27 Mayıs 2020

Yasaklar ters tepiyor

İktidarın Davutoğlu’nun liderliğindeki Gelecek Partisi ile Ali Babacan’ın liderliğindeki DEVA Partisi’nin seçimlere girmesini engellemesi beklenen sonucu vermeyebilir, aksine seçmen nezdinde İstanbul seçimlerinde olduğu gibi ters de tepebilir

AK Parti’nin kuruluşunda "3 Y" formülü vardı…

Yoksulluk, yolsuzluk ve yasaklar…

AK Parti, yoksullukla, yolsuzluklarla ve yasaklarla mücadele edeceği sözünü vererek iktidara yürüdü.

2001 krizinin yarattığı işsizlik ve yoksulluk, bankaların batması ve bağlantılı yolsuzluk iddiaları, vesayet altında özgürlüklerin kısıtlanması, AK Parti’nin seçim kampanyalarında kullandığı "3 Y" formülünün kaynağını oluşturuyordu.

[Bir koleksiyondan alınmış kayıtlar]
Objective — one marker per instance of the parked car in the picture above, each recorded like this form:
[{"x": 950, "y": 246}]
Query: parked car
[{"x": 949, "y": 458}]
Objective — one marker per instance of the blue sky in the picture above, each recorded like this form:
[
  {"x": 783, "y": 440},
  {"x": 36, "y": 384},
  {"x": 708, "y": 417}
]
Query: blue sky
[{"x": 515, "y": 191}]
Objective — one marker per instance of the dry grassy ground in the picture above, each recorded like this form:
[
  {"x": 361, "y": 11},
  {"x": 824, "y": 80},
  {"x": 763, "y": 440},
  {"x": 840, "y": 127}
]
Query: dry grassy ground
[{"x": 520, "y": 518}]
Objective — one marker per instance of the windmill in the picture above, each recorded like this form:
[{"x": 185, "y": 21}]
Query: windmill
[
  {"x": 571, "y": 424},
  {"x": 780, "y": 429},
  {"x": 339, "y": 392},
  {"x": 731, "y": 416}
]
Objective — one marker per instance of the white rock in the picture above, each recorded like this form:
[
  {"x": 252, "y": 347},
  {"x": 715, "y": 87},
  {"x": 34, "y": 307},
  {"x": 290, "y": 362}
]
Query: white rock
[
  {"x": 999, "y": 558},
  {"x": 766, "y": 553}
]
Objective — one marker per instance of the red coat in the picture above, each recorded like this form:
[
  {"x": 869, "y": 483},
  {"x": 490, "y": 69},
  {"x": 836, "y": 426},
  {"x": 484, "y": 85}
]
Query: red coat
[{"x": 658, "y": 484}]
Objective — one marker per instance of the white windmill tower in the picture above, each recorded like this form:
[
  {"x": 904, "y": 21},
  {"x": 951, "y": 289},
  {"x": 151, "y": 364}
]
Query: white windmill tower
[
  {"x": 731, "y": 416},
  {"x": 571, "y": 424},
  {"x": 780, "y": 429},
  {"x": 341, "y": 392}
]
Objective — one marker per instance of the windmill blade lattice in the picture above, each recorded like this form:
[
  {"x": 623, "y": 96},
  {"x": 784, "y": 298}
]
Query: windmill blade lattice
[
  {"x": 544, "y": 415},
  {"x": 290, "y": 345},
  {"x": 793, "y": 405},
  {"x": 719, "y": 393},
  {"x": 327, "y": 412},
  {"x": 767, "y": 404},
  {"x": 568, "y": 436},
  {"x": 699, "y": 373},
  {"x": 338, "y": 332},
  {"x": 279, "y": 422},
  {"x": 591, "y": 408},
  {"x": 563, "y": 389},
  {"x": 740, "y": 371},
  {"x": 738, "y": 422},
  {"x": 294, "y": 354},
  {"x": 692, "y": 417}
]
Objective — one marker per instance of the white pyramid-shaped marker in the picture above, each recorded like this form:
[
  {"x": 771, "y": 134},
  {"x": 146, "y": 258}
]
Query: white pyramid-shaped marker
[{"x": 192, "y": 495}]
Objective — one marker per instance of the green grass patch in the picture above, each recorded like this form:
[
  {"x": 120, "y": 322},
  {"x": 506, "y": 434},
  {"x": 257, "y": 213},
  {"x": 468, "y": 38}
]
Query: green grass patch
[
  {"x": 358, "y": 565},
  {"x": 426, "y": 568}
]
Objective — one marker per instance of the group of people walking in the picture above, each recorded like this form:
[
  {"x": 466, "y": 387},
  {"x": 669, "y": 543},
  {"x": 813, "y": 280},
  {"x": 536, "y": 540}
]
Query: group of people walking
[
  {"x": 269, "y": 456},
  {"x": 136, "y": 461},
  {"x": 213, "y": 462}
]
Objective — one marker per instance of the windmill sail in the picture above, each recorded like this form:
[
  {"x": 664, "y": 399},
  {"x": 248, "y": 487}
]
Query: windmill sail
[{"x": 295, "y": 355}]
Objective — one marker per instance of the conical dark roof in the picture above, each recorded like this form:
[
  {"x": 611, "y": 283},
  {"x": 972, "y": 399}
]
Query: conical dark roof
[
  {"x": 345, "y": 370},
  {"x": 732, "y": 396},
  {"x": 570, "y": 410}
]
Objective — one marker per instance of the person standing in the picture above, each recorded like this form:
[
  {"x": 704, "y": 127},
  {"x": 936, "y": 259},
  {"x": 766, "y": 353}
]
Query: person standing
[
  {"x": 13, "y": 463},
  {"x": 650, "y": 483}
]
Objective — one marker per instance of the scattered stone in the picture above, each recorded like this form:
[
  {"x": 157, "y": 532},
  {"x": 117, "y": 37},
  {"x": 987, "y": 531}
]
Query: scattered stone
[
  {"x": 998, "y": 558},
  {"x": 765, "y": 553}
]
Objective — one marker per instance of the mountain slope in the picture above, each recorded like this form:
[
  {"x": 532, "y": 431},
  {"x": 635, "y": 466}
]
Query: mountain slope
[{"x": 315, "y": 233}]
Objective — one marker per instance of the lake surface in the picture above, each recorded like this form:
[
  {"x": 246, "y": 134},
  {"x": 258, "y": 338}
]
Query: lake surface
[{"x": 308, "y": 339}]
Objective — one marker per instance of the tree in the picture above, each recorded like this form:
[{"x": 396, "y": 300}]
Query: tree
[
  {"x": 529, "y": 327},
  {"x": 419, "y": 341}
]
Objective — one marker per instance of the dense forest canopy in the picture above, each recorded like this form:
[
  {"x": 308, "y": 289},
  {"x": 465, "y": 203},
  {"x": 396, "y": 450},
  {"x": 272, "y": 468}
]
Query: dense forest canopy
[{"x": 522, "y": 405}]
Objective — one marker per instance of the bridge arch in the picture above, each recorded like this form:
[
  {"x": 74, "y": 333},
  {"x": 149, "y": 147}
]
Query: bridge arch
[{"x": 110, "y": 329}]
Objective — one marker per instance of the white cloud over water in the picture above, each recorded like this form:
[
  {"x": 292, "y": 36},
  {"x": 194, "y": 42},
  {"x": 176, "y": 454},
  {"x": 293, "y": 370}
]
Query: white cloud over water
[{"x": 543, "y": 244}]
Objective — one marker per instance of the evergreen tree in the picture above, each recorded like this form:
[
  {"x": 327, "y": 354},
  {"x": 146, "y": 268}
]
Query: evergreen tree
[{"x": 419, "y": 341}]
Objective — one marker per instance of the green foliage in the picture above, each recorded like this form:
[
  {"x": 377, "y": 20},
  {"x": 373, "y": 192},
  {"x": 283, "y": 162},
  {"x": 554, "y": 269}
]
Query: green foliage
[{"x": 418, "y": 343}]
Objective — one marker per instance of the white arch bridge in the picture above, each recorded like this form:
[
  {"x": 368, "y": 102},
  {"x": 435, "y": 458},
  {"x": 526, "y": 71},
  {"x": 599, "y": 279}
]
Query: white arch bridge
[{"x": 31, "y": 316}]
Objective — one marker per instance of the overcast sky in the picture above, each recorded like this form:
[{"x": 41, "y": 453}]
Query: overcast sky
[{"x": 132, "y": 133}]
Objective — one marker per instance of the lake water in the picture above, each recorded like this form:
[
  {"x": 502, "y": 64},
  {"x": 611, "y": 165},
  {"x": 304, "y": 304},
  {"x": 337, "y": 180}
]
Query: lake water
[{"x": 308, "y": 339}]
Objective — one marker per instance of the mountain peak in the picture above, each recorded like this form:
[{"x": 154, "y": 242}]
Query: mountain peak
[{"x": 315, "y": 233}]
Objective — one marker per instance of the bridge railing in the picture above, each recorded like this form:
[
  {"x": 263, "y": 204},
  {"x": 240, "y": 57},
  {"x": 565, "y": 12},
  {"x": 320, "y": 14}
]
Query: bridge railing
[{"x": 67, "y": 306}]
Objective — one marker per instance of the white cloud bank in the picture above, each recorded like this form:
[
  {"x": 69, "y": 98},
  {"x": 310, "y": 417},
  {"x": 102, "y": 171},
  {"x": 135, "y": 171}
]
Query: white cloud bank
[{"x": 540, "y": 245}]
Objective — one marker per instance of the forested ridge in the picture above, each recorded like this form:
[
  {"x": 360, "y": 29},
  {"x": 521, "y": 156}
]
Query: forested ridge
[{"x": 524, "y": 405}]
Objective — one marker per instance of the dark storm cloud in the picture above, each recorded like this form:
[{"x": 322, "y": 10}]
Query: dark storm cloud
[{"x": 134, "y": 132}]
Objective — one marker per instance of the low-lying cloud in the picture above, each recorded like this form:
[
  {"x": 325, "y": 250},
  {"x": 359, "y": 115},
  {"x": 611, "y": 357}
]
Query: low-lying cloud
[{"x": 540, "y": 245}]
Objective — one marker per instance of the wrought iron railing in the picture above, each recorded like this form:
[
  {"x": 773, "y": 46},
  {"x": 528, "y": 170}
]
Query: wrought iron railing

**Uygulama görevleri**
1 – Kayıtlarda "Objective — one marker per instance of the dark" ifadesini içeren satırdan kayıtların son satırına kadar, iki uç da dahil olmak üzere, satırları numaralı bir listeye dönüştürün; boş satırları listeye almayın.
2 – AK Parti'nin "3 Y" formülünü ve siyasi yasakları ele alan yazıyı kaldığı yerden sürdürün.
Yazı ile kayıtlar arasında herhangi bir bağlantı bulunmamaktadır.

**Alıştırma yanıtları**
1 –
1. Objective — one marker per instance of the dark storm cloud in the picture above, each recorded like this form:
2. [{"x": 322, "y": 10}]
3. Query: dark storm cloud
4. [{"x": 134, "y": 132}]
5. Objective — one marker per instance of the low-lying cloud in the picture above, each recorded like this form:
6. [
7.   {"x": 325, "y": 250},
8.   {"x": 359, "y": 115},
9.   {"x": 611, "y": 357}
10. ]
11. Query: low-lying cloud
12. [{"x": 540, "y": 245}]
13. Objective — one marker per instance of the wrought iron railing in the picture above, each recorded like this form:
14. [
15.   {"x": 773, "y": 46},
16.   {"x": 528, "y": 170}
17. ]
18. Query: wrought iron railing

2 –
Son günlerde erken seçim tartışmaları içinde AK Parti ve MHP’nin milletvekillerinin parti değiştirmesini engelleyecek bir düzenleme için ortak çalışma yürüttükleri haberleri geliyor. Son olarak AK parti Grup Başkan Vekili Naci Bostancı bu yönde bir açıklama yaptı.

Partisinden istifa eden milletvekilinin başka bir partiye geçmesinin yasaklanması veya belirli sürelere bağlanması üzerinde çalışıldığına ilişkin haberler yansıdı.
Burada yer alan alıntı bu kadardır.